Extrait du document —
- - - - - - -

Ce fut ensuite au tour de la franco- péruvienne, Helia Caceres, de prendre la parole. Celle-ci a fait part de son souhait d’attirer l’attention du gouvernement argentin, sur le dangers de l’industrie du nucléaire, pour les générations présentes et futures, cette industrie impliquant des dangers tout autant pour les peuples qui exploitent les matières premières, que pour les populations qui vivent dans les territoires où opèrent les centrales nucléaires, sachant qu’aujourd’hui aucun pays n’a pas trouvé jusqu’aujourd’hui une solution pour le traitement des déchets radioactifs. Elle a aussi exprimé son souhait de voir l’Argentine devenir un pays exemplaire en matière de développement durable, et face à la crise énergétique, de parier pour une politique basée sur les économies d’énergie, sur l’efficacité énergétique et sur les énergies renouvelables, plutôt que sur le nucléaire et d’impulser une politique énergétique et minière qui protège la santé et la vie du peuple argentin et qui préserve l’environnement.

Puis ce fut au tour de Fausta Quattrini de parler. Fausta Quattrini, journaliste, réalisatrice des documentaires, notamment sur le peuple Mapuche.
Ayant travaillé dans la province de Neuquèn pour réaliser le film La Nacion Mapuche, celle-ci avait dénoncé le fait que :

  • Les dégâts sur l’environnement occasionnés par la politique minière et pétrolière ne soient ni comptabilisés ni pris en charge par personne (ex. Loma de la Lata, Province de Neuquèn).
  • Les forces de l’ordre continuent de chasser par la force de leurs terres ancestrales des familles et des communautés Mapuches pour faire place aux sociétés d’extraction minière, pétrolière, gazifière, etc. (ex. Barda Negra, Lof Maliqueo, Province de Neuquèn – Zona del Arco, Aluminé, Province de Neuquèn – Zapala, Lof Gelay-Ko, Province de Neuquèn, etc, etc).
  • L’Etat argentin ne respecte pas sa propre Constitution ni à niveau provincial (art 53 de la province de Neuquèn) ni national (en 1994, avec l’adoption de la Convention 169 de l’OIT -Organisation Internationale du Travail - relative aux Peuples Indigènes et Tribaux, l’Etat argentin s’est engagé internationalement reconnaissant constitutionnellement “la préexistence ethnique et culturelle des peuples indigènes d’Argentine” ainsi que "le droit ancestral des peuples originaires à la terre").

- - - - - - -

Lignes de données —
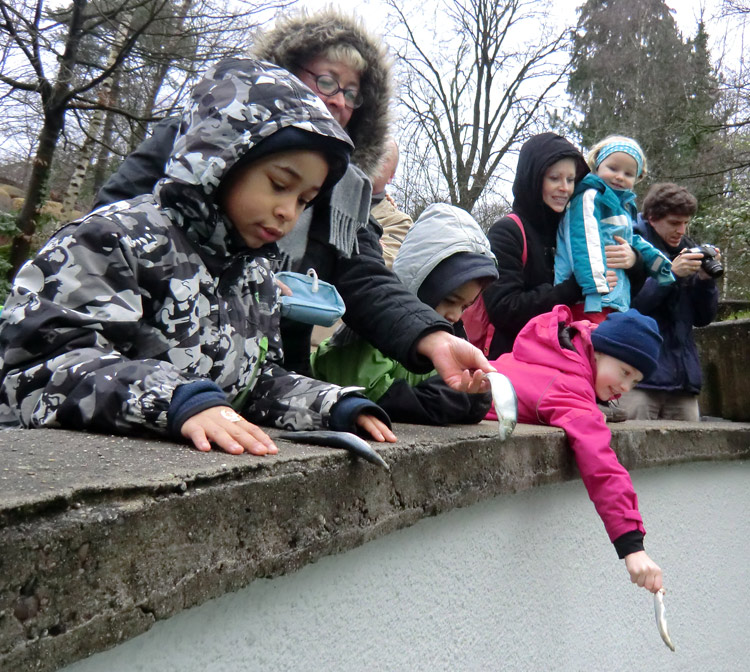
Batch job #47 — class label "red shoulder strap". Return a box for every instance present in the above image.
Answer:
[508,212,528,266]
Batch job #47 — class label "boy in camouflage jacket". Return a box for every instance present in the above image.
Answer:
[0,59,395,455]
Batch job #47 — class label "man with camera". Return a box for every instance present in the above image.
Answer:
[620,182,723,421]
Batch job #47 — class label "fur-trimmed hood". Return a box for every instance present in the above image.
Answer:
[251,8,392,176]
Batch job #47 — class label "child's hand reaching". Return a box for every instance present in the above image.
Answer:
[356,413,396,443]
[180,406,279,455]
[625,551,662,593]
[604,236,638,268]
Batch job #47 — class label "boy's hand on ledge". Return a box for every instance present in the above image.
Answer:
[625,551,663,593]
[180,406,279,455]
[417,331,495,394]
[356,413,396,443]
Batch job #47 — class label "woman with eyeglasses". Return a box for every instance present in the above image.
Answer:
[96,9,490,400]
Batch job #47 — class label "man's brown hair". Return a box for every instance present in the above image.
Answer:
[643,182,698,219]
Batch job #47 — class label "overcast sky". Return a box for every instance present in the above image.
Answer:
[299,0,741,61]
[292,0,750,200]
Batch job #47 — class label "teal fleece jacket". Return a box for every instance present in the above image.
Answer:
[555,173,675,313]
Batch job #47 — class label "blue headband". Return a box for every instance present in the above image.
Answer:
[595,140,643,177]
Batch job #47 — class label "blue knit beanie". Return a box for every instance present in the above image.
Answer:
[591,308,662,378]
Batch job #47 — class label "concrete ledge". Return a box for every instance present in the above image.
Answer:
[0,422,750,672]
[694,319,750,422]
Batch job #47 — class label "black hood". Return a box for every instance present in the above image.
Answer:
[513,133,589,233]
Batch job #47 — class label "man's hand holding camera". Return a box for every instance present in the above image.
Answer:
[672,245,724,280]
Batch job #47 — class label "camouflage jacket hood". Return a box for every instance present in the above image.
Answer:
[0,60,356,434]
[154,59,351,268]
[251,8,393,176]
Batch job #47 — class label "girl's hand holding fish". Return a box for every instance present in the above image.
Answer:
[625,551,662,593]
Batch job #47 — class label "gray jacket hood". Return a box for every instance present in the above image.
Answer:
[251,8,392,176]
[393,203,496,294]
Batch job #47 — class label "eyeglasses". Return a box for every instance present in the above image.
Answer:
[300,66,364,110]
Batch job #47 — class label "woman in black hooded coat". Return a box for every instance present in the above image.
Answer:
[482,133,589,359]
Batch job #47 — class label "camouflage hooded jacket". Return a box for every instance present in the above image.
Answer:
[0,59,368,434]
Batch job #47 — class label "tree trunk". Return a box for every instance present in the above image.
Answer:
[8,106,65,280]
[62,13,132,217]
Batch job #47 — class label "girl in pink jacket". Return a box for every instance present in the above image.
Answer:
[494,306,662,593]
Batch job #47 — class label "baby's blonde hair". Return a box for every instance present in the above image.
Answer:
[586,135,648,182]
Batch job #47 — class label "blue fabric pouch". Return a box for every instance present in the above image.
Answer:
[276,268,346,327]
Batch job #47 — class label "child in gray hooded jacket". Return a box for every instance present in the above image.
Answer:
[311,203,497,425]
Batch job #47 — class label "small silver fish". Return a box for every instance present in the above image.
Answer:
[279,430,391,471]
[484,371,518,441]
[654,588,674,651]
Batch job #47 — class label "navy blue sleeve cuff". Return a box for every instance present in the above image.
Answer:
[329,395,391,433]
[167,380,230,438]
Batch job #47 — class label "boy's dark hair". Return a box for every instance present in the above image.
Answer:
[643,182,698,219]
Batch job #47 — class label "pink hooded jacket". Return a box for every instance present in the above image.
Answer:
[487,306,645,542]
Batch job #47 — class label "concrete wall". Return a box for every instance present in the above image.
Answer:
[60,461,750,672]
[0,422,750,672]
[695,319,750,422]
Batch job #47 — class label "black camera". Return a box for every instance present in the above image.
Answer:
[683,245,724,278]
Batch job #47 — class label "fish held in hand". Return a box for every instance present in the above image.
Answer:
[485,371,518,441]
[654,588,674,651]
[279,430,391,471]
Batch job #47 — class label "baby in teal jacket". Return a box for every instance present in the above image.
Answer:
[555,136,675,322]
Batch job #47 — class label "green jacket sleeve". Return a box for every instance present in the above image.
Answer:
[310,338,435,402]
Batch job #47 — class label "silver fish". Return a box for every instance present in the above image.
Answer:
[654,588,674,651]
[279,430,391,471]
[484,371,518,441]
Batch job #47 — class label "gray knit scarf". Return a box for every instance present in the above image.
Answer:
[278,164,372,272]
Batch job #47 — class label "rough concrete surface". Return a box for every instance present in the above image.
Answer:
[694,319,750,422]
[0,421,750,672]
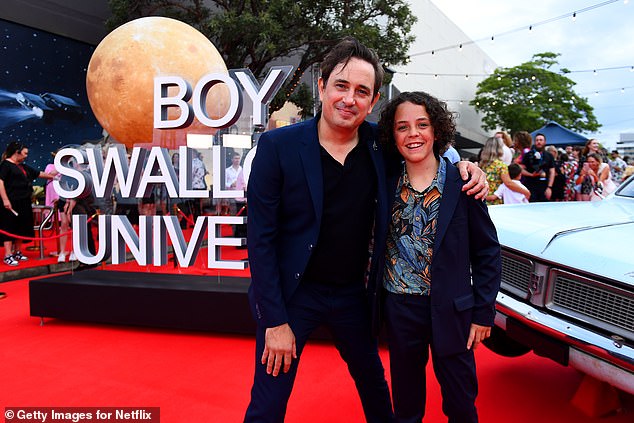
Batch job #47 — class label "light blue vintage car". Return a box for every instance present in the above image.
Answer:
[485,177,634,394]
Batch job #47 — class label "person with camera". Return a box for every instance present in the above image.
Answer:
[520,134,555,203]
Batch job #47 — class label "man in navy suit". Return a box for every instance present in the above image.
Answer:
[245,37,486,423]
[377,92,502,423]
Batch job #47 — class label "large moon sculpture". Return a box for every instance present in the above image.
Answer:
[86,17,230,148]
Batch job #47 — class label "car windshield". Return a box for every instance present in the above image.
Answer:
[616,176,634,198]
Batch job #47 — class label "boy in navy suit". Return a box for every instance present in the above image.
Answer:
[379,92,501,423]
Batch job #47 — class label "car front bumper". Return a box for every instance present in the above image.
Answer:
[495,292,634,394]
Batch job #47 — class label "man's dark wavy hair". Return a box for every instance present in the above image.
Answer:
[379,91,456,157]
[319,37,384,98]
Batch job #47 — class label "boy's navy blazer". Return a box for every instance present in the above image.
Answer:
[374,158,502,355]
[247,117,390,327]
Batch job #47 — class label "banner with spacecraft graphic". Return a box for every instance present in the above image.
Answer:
[0,19,102,169]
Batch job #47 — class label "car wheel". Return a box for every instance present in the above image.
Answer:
[482,326,531,357]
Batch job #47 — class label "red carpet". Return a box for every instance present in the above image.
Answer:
[0,274,634,423]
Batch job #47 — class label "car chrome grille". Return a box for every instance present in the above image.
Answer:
[502,252,533,299]
[547,270,634,338]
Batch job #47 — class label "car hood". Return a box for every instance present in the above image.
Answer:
[489,197,634,285]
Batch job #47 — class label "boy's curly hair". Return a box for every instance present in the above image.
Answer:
[379,91,456,157]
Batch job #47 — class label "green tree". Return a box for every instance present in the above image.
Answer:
[106,0,416,115]
[469,52,601,133]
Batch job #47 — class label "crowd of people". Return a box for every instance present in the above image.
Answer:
[477,131,634,205]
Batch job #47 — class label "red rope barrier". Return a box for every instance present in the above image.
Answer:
[0,213,98,241]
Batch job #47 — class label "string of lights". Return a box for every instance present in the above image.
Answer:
[409,0,629,59]
[394,65,634,79]
[430,86,634,107]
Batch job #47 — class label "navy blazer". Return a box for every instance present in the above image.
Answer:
[247,117,390,327]
[374,158,502,355]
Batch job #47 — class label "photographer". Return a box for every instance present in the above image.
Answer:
[520,134,555,203]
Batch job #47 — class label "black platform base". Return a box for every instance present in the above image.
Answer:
[29,270,255,334]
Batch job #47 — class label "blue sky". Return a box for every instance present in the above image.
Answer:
[433,0,634,148]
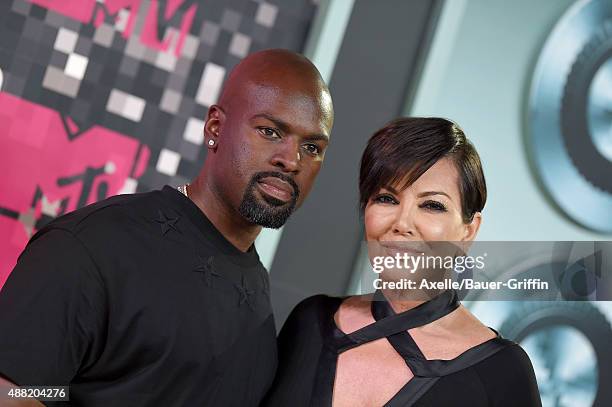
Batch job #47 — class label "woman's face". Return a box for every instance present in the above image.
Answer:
[365,158,481,242]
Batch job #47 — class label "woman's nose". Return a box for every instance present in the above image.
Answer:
[392,202,416,236]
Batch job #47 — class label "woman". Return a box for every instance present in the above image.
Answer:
[266,118,541,407]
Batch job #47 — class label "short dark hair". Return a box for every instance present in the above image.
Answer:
[359,117,487,223]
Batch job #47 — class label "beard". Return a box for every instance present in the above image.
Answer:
[238,171,300,229]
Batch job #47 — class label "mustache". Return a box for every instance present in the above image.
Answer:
[251,171,300,199]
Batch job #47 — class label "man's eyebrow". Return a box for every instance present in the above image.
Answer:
[252,113,291,133]
[251,113,329,142]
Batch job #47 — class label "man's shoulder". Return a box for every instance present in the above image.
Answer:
[40,191,159,234]
[287,294,342,322]
[30,191,163,250]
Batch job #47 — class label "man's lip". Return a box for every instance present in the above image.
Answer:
[258,177,294,202]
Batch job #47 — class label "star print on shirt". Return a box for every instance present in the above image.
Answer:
[193,256,221,287]
[155,209,181,236]
[234,274,255,309]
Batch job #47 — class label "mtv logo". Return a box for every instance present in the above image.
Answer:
[28,0,198,57]
[0,92,150,287]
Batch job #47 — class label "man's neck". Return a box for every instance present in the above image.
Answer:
[188,177,261,252]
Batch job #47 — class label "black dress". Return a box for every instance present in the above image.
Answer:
[264,291,541,407]
[0,187,276,407]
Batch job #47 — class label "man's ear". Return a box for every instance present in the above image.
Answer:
[204,105,225,148]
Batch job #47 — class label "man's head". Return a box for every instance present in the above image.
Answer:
[204,50,334,228]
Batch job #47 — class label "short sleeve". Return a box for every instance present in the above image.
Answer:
[476,344,542,407]
[0,229,106,386]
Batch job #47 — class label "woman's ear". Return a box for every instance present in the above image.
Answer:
[461,212,482,242]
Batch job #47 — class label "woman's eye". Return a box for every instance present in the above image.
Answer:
[421,201,446,212]
[304,144,321,155]
[374,195,397,204]
[257,127,280,138]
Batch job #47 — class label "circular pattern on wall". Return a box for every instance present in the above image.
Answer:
[528,0,612,233]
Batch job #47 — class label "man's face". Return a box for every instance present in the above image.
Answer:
[207,84,333,228]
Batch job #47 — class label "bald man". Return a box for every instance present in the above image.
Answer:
[0,50,333,407]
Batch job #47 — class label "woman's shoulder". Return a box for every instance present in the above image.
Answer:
[474,340,541,406]
[284,294,343,334]
[483,339,533,372]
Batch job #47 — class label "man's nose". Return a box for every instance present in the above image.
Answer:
[272,136,302,172]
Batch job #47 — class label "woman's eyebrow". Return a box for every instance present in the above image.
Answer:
[417,191,453,201]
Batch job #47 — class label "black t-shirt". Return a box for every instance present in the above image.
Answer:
[262,295,541,407]
[0,187,277,407]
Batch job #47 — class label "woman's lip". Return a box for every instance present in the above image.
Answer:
[257,180,293,202]
[379,242,426,256]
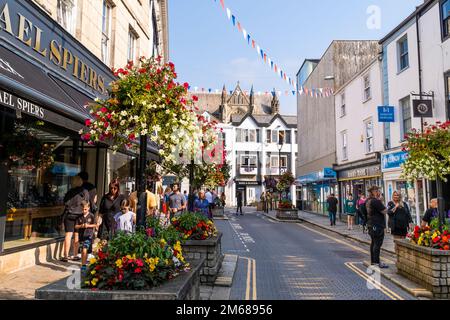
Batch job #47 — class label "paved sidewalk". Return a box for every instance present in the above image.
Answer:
[264,211,395,254]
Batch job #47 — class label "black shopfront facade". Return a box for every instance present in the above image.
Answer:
[0,0,156,255]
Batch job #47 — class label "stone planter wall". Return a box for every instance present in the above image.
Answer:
[35,259,204,300]
[395,240,450,299]
[277,209,298,220]
[182,232,224,285]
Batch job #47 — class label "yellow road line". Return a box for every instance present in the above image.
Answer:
[252,259,257,300]
[243,257,257,300]
[345,262,404,300]
[297,223,395,263]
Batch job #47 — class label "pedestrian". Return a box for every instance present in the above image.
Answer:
[98,179,125,240]
[236,191,244,216]
[194,191,209,218]
[129,180,158,217]
[388,191,413,240]
[61,176,89,262]
[75,200,98,271]
[366,186,388,268]
[327,193,339,226]
[356,192,367,233]
[169,184,186,221]
[220,192,227,208]
[344,193,356,230]
[114,199,136,233]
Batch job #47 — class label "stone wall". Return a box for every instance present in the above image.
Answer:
[395,240,450,299]
[183,233,224,285]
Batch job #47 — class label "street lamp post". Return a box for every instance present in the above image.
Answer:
[278,134,284,203]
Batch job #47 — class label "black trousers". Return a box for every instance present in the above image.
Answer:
[369,226,384,264]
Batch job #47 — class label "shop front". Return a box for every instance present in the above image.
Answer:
[381,150,427,224]
[0,0,155,255]
[296,168,338,215]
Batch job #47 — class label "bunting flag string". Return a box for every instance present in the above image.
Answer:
[188,86,334,98]
[214,0,334,98]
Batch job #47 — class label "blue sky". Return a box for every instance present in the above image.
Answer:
[169,0,423,114]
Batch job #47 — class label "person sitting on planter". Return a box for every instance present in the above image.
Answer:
[75,200,98,270]
[388,191,413,240]
[194,191,209,218]
[114,199,136,233]
[344,193,356,230]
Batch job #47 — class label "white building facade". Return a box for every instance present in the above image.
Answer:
[380,0,450,221]
[333,58,383,211]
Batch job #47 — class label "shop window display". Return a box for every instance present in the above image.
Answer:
[0,113,80,249]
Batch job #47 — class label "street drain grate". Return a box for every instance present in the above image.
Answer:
[333,250,363,259]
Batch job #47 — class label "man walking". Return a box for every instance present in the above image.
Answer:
[327,193,339,226]
[366,186,388,268]
[236,191,244,216]
[169,184,186,220]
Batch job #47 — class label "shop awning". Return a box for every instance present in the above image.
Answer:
[0,45,93,129]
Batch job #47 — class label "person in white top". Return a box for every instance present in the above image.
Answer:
[114,200,136,233]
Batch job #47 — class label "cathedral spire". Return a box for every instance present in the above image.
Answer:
[271,88,280,115]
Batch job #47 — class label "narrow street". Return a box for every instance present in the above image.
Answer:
[216,208,415,300]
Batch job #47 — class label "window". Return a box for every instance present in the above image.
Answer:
[397,36,409,72]
[236,129,242,142]
[57,0,75,34]
[127,29,138,61]
[363,74,372,101]
[102,0,112,65]
[241,155,257,168]
[364,119,374,153]
[441,0,450,38]
[341,93,346,117]
[399,97,412,140]
[341,131,348,160]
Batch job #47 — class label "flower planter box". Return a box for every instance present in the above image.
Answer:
[276,209,298,220]
[395,240,450,299]
[182,232,224,285]
[35,259,205,300]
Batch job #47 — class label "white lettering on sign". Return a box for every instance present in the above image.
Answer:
[0,58,25,79]
[0,91,45,119]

- - - - - - -

Consignes de l'exercice — Dans l'extrait, quel film Fausta Quattrini a-t-elle réalisé en travaillant dans la province de Neuquèn ? Les lignes constituent un matériau distinct de l'extrait.

Tâche réalisée — Le film La Nacion Mapuche.